── MATERIAL FOR THE TASK ──

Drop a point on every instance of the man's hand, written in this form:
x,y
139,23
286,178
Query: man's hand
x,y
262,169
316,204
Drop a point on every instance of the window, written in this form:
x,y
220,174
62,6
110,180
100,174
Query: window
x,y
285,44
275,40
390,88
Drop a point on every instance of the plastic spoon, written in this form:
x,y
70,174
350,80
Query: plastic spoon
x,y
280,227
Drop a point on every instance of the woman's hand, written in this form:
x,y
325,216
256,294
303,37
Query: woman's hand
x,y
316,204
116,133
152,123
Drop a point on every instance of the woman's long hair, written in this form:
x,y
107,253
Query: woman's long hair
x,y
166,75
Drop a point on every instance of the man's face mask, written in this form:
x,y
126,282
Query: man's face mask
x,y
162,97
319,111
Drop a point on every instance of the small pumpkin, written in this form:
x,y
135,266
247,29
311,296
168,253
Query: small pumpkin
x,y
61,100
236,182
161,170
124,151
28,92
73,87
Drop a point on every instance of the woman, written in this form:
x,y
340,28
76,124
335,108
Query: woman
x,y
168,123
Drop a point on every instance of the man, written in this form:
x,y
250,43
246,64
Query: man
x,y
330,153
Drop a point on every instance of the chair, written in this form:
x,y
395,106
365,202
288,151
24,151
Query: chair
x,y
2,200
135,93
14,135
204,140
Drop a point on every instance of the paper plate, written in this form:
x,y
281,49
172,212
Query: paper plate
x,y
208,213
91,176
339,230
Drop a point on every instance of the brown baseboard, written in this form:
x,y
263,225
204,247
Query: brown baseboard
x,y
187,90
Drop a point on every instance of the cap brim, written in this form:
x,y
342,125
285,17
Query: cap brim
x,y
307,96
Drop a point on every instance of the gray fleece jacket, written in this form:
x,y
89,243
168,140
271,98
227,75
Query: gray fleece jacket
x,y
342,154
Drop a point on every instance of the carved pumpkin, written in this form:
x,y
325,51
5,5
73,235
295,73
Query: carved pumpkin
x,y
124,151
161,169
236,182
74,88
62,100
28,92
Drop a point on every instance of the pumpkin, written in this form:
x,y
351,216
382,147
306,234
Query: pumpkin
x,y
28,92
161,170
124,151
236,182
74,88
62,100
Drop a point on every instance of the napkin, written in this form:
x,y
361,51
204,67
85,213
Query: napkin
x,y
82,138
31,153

───

TO BE DONE: Can you give everything from the line containing "Drop a point on every instance of the woman, written" down to the end of the data as a JSON list of strings, one string per line, with blank lines left out?

SOLUTION TO THE EXERCISE:
[
  "Drop a point on every instance of the woman, written in this form:",
  "x,y",
  "340,28",
  "76,124",
  "335,108",
  "Query: woman",
  "x,y",
  "168,123",
  "Drop a point on every instance of the man, written in this form:",
  "x,y",
  "250,43",
  "246,64",
  "Query: man",
  "x,y",
  "330,153",
  "Drop a point on every instance of the chair, written in this form:",
  "x,y",
  "395,106",
  "365,202",
  "288,151",
  "24,151",
  "Query: chair",
  "x,y",
  "2,200",
  "135,93",
  "14,135",
  "204,140",
  "Drop a point on every instance of the paper plate, written in this form:",
  "x,y",
  "281,49",
  "172,212",
  "Query: paper plate",
  "x,y",
  "208,213",
  "91,176",
  "339,230",
  "Drop a point on every instance of the brown baseboard, written in this form:",
  "x,y",
  "263,225",
  "204,247",
  "Query: brown baseboard",
  "x,y",
  "187,90",
  "Drop a point on every instance of the cap brim, written in this form:",
  "x,y",
  "342,125",
  "285,17",
  "Query: cap brim",
  "x,y",
  "307,96",
  "Drop a point on every instance of the gray fleece jacket, written in this form:",
  "x,y",
  "89,243",
  "168,140",
  "271,98",
  "227,75",
  "Query: gray fleece jacket",
  "x,y",
  "342,154",
  "Drop a point on every instance of the carved pumpkin, written in this form:",
  "x,y",
  "325,51",
  "5,5",
  "73,235",
  "295,73",
  "Query: carved pumpkin",
  "x,y",
  "124,151",
  "161,169",
  "236,182",
  "74,88",
  "62,100",
  "28,92",
  "Drop a point on every instance of the pumpkin, written in this form:",
  "x,y",
  "351,216",
  "382,147",
  "306,234",
  "Query: pumpkin",
  "x,y",
  "28,92",
  "161,170",
  "124,151",
  "236,182",
  "74,88",
  "62,100",
  "Drop a point on every instance of the napkin, written in this form:",
  "x,y",
  "361,51",
  "204,67",
  "85,213",
  "Query: napkin",
  "x,y",
  "82,138",
  "31,153"
]